== What is expected ==
Edit the material starting with the line containing "Locate the brown" and going on through the line containing "(1001, 430)": replace "Target" with "Object" and leave everything else unchanged. Return only those lines.
-- Begin Dataset entries --
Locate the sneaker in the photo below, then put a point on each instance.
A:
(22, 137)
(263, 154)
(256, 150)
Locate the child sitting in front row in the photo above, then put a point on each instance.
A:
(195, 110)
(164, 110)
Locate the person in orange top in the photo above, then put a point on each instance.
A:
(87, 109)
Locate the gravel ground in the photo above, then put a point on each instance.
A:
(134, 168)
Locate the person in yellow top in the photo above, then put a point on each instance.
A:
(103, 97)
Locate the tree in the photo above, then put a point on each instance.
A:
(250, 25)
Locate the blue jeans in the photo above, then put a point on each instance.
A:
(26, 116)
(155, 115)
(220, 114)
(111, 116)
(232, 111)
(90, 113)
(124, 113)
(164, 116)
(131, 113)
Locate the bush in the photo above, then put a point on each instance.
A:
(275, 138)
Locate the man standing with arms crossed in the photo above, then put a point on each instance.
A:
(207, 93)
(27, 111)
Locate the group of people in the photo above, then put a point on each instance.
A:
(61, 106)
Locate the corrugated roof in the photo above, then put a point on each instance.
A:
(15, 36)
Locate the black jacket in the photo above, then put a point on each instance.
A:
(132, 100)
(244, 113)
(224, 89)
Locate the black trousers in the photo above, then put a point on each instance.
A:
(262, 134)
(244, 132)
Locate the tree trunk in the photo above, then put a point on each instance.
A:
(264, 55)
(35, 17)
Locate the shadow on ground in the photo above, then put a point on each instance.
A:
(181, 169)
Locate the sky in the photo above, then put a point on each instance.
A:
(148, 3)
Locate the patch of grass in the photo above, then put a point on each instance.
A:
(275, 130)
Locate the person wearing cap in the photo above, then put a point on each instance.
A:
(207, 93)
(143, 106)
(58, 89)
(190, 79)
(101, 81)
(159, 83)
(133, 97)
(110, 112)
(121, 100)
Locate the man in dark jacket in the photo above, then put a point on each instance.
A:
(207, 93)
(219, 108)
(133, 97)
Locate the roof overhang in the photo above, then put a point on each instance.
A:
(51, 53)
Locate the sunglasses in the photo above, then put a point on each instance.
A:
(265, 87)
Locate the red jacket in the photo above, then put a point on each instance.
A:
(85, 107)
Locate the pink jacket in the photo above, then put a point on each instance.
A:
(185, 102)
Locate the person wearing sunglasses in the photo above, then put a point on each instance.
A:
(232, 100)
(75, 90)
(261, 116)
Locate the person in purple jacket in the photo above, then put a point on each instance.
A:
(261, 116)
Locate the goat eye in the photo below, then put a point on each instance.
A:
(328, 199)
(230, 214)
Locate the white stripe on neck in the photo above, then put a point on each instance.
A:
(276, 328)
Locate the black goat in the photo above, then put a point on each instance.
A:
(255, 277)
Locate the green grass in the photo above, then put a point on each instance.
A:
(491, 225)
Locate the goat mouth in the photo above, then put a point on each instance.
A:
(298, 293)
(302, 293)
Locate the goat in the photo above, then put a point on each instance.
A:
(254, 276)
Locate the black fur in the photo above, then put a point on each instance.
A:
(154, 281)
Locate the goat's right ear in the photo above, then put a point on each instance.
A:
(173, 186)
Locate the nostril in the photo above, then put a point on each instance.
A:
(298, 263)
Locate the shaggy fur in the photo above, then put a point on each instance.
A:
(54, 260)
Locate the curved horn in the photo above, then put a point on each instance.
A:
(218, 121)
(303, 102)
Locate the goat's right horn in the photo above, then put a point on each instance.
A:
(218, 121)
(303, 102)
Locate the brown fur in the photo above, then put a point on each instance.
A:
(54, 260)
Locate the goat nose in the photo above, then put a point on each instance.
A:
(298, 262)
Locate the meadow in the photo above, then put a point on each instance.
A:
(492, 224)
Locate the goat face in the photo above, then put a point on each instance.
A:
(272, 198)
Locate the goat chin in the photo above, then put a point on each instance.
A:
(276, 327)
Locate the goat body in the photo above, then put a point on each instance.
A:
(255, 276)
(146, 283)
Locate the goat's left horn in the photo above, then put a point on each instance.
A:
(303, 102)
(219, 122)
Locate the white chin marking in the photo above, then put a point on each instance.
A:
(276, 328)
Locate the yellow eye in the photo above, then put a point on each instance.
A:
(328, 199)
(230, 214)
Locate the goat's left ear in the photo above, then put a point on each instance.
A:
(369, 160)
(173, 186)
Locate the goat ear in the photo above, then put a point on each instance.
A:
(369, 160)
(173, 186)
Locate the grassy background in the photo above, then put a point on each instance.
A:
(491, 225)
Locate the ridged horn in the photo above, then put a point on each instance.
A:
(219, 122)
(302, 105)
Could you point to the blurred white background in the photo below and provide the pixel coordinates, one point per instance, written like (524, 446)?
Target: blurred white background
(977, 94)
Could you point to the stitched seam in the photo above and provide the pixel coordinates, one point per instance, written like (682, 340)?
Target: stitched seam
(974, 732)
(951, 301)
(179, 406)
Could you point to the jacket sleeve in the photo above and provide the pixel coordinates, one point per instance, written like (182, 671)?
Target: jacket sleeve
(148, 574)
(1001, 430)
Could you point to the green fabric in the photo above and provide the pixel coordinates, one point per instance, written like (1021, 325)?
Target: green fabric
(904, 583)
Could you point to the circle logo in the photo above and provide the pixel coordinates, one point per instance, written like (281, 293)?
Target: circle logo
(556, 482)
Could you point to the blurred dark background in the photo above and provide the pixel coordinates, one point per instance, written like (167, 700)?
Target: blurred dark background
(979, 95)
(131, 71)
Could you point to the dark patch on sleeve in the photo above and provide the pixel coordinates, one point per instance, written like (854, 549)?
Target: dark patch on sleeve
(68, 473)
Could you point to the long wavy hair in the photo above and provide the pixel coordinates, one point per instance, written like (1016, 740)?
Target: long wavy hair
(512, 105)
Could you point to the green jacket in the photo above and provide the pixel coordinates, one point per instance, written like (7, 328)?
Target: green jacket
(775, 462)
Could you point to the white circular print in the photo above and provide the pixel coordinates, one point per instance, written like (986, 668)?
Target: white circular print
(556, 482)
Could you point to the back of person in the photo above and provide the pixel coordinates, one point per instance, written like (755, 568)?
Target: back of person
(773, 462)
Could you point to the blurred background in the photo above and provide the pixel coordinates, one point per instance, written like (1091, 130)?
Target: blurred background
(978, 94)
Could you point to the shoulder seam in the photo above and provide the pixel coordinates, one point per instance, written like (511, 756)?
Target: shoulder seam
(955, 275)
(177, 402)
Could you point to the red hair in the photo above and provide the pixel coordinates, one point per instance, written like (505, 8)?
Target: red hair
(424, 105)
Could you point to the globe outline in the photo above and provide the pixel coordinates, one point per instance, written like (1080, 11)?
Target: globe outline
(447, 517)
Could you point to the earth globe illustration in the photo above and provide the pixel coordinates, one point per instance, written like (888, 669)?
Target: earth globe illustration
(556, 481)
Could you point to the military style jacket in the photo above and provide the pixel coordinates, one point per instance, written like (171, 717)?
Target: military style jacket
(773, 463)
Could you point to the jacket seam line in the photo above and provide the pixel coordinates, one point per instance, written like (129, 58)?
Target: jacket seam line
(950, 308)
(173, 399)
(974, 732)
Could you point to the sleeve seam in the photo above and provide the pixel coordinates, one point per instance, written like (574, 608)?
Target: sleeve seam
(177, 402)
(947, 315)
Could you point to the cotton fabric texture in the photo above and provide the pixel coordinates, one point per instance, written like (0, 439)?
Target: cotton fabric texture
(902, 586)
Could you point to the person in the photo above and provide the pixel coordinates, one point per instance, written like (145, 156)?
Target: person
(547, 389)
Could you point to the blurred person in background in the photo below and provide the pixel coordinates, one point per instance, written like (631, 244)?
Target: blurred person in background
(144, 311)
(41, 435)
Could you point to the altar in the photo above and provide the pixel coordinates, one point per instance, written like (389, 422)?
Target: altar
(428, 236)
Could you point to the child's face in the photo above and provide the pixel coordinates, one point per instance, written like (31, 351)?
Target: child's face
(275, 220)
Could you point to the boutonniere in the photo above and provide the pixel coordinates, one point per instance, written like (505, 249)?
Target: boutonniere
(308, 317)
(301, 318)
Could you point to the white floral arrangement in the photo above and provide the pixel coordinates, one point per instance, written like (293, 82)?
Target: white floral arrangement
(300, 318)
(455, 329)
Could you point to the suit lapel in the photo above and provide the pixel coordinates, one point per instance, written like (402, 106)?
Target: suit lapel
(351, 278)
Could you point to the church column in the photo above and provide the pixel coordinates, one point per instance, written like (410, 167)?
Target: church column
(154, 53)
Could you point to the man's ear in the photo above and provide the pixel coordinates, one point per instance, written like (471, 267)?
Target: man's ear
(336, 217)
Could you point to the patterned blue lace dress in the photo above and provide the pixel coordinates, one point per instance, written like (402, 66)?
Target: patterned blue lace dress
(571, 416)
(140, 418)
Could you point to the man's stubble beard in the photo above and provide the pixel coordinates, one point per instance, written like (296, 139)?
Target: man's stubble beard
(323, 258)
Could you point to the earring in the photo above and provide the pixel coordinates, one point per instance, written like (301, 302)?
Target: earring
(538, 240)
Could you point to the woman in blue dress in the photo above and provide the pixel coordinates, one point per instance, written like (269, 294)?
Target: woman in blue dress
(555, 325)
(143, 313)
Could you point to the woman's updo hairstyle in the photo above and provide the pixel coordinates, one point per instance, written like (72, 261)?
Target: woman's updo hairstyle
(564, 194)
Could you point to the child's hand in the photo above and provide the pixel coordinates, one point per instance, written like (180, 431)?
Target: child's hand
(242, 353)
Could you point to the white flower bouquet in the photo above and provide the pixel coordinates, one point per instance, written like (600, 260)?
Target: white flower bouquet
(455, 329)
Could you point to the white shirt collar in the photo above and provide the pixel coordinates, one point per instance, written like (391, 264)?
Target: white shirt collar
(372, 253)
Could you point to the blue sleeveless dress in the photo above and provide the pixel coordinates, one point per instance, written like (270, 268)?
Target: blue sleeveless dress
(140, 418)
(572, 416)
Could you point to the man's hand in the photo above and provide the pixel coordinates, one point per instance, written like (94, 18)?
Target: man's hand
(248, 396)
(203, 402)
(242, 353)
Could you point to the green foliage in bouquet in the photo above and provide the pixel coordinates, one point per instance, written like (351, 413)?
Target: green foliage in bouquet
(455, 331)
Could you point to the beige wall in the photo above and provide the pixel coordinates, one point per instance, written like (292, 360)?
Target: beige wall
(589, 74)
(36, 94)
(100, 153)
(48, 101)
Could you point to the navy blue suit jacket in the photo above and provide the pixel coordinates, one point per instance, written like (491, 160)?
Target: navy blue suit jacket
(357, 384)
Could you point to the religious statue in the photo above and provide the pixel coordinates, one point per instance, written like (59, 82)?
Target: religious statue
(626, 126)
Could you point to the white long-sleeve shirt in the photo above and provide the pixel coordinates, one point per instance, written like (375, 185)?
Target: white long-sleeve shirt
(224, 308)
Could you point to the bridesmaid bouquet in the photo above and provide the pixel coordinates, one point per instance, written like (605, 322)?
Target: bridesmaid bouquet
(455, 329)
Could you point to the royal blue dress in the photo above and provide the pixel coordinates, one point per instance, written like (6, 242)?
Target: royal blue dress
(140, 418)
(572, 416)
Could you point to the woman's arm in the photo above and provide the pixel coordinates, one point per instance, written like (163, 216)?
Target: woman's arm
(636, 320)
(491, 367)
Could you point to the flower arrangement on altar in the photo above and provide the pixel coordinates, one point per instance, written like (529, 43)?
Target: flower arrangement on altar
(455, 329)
-- End Dataset entries --
== The solution ==
Locate the brown fur in the photo above, then put a point on each instance.
A:
(54, 260)
Locate the goat nose in the photo above, then put a point on each instance.
A:
(298, 262)
Locate the meadow in the photo above, then put a point on each instance.
A:
(492, 224)
Locate the goat face in the photo above, then put a point on each instance.
A:
(272, 198)
Locate the goat chin in the photo above, then put a point on each instance.
A:
(276, 327)
Locate the goat body in the photo above, then put a point on each instance.
A:
(255, 276)
(146, 283)
Locate the goat's left horn in the photo above, then put a point on each instance.
A:
(303, 102)
(219, 122)
Locate the white chin marking in the photo above, then put a point on each instance.
A:
(276, 328)
Locate the yellow eye in the photo above, then put a point on each instance.
A:
(328, 199)
(230, 214)
Locate the goat's left ear in the photo above, then put a point on each instance.
A:
(369, 160)
(173, 186)
Locate the goat ear in the photo above, then put a point on each instance.
A:
(369, 160)
(173, 186)
Locate the grassy background in the photo above, then put a point on each instance.
A:
(491, 225)
Locate the ridged horn in the photo above, then put a point on each instance.
A:
(219, 122)
(302, 105)
Could you point to the blurred white background in the photo below and provide the pixel coordinates, one point per instance, written like (524, 446)?
Object: blurred white background
(977, 94)
Could you point to the stitched seam in the photo above and provide the pixel coordinates, one point per instance, written like (682, 340)?
Object: stitched seam
(974, 732)
(951, 301)
(179, 406)
Could you point to the jacket sleeve in the photo above and provide the pixel coordinates, one point per instance, written like (182, 671)?
Object: jacket sleeve
(148, 574)
(1001, 430)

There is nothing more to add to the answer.